#### MATERIAL SUPPLIED

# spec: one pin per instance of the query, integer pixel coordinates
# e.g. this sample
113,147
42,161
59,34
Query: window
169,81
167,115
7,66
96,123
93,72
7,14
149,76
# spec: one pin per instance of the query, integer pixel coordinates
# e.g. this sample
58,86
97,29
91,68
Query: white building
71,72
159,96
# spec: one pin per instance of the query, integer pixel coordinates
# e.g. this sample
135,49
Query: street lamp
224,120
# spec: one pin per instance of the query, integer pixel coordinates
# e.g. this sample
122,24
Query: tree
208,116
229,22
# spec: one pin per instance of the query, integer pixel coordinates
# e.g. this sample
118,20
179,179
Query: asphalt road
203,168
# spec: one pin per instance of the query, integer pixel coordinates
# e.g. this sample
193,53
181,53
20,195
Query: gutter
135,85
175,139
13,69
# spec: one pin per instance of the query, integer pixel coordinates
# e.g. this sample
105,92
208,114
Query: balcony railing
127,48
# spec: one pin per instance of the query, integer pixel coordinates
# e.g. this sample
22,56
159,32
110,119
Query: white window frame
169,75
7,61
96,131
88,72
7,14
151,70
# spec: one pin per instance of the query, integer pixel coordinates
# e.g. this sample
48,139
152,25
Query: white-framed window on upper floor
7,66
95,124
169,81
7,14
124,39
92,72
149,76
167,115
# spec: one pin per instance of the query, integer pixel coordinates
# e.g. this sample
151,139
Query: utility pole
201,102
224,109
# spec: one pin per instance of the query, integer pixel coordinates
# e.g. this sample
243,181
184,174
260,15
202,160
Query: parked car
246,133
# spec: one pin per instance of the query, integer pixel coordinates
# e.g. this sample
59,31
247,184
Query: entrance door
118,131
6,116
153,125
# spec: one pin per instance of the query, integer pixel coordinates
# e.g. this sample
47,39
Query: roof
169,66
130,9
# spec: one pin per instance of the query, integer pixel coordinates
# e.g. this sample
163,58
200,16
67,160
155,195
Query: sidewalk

#### TASK INSTRUCTIONS
Copy out each line exactly as written.

#### SOLUTION TO THIS EXERCISE
# spec: one pin per instance of the query, integer pixel coordinates
# e.g. this sample
113,147
42,161
59,34
Query: window
169,81
167,115
7,66
96,123
93,72
7,14
149,76
# spec: one pin per instance of the query, integer pixel coordinates
# e.g. this sample
58,86
97,29
91,68
Query: white building
71,72
159,96
# spec: one pin per instance of the query, integer pixel coordinates
# e.g. this sample
135,49
Query: street lamp
224,120
# spec: one pin per instance of the query, integer pixel coordinates
# e.g. this sample
122,24
Query: tree
208,116
229,22
# spec: one pin per instance of the query, integer pixel coordinates
# e.g. this sample
118,20
179,179
Query: asphalt road
203,168
# spec: one pin per instance of the query, integer pixel coordinates
# e.g. this sample
193,53
181,53
20,195
Query: gutter
135,85
175,139
13,69
# spec: one pin per instance of the query, integer pixel coordinates
# e.g. this sample
105,92
208,114
Query: balcony railing
127,48
# spec: one pin per instance of the query, integer pixel coordinates
# e.g. this sample
22,56
159,32
110,119
Query: white window frame
169,75
7,61
96,131
88,72
7,14
151,70
# spec: one pin per instance of the query, integer pixel coordinates
# e.g. this sample
48,139
152,25
Query: white-framed window on upper floor
7,66
95,124
169,81
7,14
124,39
92,72
149,76
167,115
# spec: one pin per instance of the query, integer pixel coordinates
# e.g. this sample
151,139
Query: utility pole
201,102
224,109
# spec: one pin per instance of the query, integer pixel coordinates
# e.g. this sample
243,181
184,174
260,15
202,160
Query: parked car
246,133
# spec: one pin per instance of the query, integer pixel coordinates
# e.g. this sample
59,31
247,184
Query: entrance door
118,131
6,116
153,125
# spec: one pin per instance of the query, integer pixel coordinates
# e.g. this sample
47,39
Query: roof
169,66
130,9
# spec: one pin per instance of the query, integer pixel coordinates
# e.g. this sample
163,58
200,16
67,160
155,195
Query: sidewalk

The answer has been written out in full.